___ DOCUMENT EXTRACT

# Oval Office Casual?



## pt4u67 (Apr 27, 2006)

This is going to end up on the interchange anyway, so here goes:

https://www.outsidethebeltway.com/archives/obama_defiles_oval_office_with_shirt/


----------



## Relayer (Nov 9, 2005)

Unfortunate. I liked the "jacket" rule. I can't imagine anything that needs to be done being hindered by wearing a jacket.


----------



## jackmccullough (May 10, 2006)

By the same token, I can't imagine any work he needs to do in the Oval Office that will be materially advanced by wearing a jacket.


----------



## chatsworth osborne jr. (Feb 2, 2008)

*the disaster taken away by helicopter*

Remember how Brownie needed a memo telling him to roll up his sleeves while touring the Katrina aftermath? Same thing here. It's PR to show that he's doing the heavy lifting of cleaning up after a disaster.
I doubt this will be a recurring habit.


----------



## BrassGuru (Dec 22, 2008)

If he keeps the suit jacket hung up when he is in the office I don't see the harm. If he starts wearing jeans or sweatpants in there then I would be offended.


----------



## Cruiser (Jul 21, 2006)

BrassGuru said:


> If he starts wearing jeans or sweatpants in there then I would be offended.


As has been mentioned in thread in the other forum, past Presidents have done everything from practice their golf swings to play with their dogs to have sex in the Oval Office. In addition, past Presidents of both parties have not only not worn jackets in the Oval Office but they have worn casual clothing such as President Ford is wearing in this picture that I posted in the other thread.

https://img159.imageshack.us/my.php?image=a305909anp0.jpg

I didn't vote for Obama but that doesn't keep me from recognizing this criticism of his Oval Office attire as being nothing more than the same political crap from the right that the left threw at Bush when he was in office. Of course the exceptions to this are the clothing hobbyists who aren't likely to be satisfied with anything short of a bespoke three piece suit and tie regardless of political party. :icon_smile_big:

Cruiser


----------



## Relayer (Nov 9, 2005)

______
___ DATA EXTRACT

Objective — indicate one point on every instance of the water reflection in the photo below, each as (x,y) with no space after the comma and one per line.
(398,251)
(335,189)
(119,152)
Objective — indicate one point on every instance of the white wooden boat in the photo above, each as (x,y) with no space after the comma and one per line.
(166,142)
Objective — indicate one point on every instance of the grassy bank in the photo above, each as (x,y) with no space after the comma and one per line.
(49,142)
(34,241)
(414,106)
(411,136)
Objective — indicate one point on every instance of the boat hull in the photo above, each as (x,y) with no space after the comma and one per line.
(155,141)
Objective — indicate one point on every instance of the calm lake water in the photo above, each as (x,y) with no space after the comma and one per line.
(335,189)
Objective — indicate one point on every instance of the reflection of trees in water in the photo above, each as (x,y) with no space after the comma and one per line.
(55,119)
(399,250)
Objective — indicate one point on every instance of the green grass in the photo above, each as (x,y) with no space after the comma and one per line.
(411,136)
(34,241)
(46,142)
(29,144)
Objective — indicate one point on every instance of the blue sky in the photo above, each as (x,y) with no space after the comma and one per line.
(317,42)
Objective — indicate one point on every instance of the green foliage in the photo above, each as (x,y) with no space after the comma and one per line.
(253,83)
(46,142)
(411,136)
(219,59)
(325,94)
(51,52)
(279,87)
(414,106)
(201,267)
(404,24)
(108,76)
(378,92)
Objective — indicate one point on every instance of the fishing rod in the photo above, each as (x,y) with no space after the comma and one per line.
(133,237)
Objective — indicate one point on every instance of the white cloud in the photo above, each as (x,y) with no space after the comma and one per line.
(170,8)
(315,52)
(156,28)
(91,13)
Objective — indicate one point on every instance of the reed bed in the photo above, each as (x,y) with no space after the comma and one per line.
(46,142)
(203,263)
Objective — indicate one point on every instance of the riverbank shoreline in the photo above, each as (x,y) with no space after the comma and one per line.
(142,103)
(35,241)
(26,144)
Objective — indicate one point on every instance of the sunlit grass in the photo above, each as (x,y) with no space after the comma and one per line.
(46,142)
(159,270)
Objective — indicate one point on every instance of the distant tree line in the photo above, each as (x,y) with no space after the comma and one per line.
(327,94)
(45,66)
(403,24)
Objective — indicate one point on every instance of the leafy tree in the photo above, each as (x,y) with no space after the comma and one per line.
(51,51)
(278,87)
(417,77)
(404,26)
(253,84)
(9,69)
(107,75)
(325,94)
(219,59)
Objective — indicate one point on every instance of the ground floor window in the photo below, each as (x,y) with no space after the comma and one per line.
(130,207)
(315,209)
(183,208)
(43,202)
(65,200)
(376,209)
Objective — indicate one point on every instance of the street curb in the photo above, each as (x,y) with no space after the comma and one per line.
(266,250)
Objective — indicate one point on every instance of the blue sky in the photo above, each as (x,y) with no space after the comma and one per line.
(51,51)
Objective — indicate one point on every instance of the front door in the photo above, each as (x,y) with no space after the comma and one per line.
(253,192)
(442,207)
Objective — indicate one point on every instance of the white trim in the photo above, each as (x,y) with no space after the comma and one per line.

______

● **SET EXERCISE A**
Reproduce word for word the stretch of the Oval Office attire thread from "## chatsworth osborne" through "after a disaster.".
● **SET EXERCISE B**
Answer these questions using the Oval Office attire thread:
(i) What rule did Relayer say he liked?
(ii) According to chatsworth osborne jr., who needed a memo telling him to roll up his sleeves while touring the Katrina aftermath?
(iii) Which President is shown wearing casual clothing in the picture Cruiser posted?
The entries were drawn from a source separate from the Oval Office attire thread.

● **WORKED SOLUTION A**
## chatsworth osborne jr. (Feb 2, 2008)

*the disaster taken away by helicopter*

Remember how Brownie needed a memo telling him to roll up his sleeves while touring the Katrina aftermath? Same thing here. It's PR to show that he's doing the heavy lifting of cleaning up after a disaster.

● **WORKED SOLUTION B**
(i) The "jacket" rule.
(ii) Brownie.
(iii) President Ford.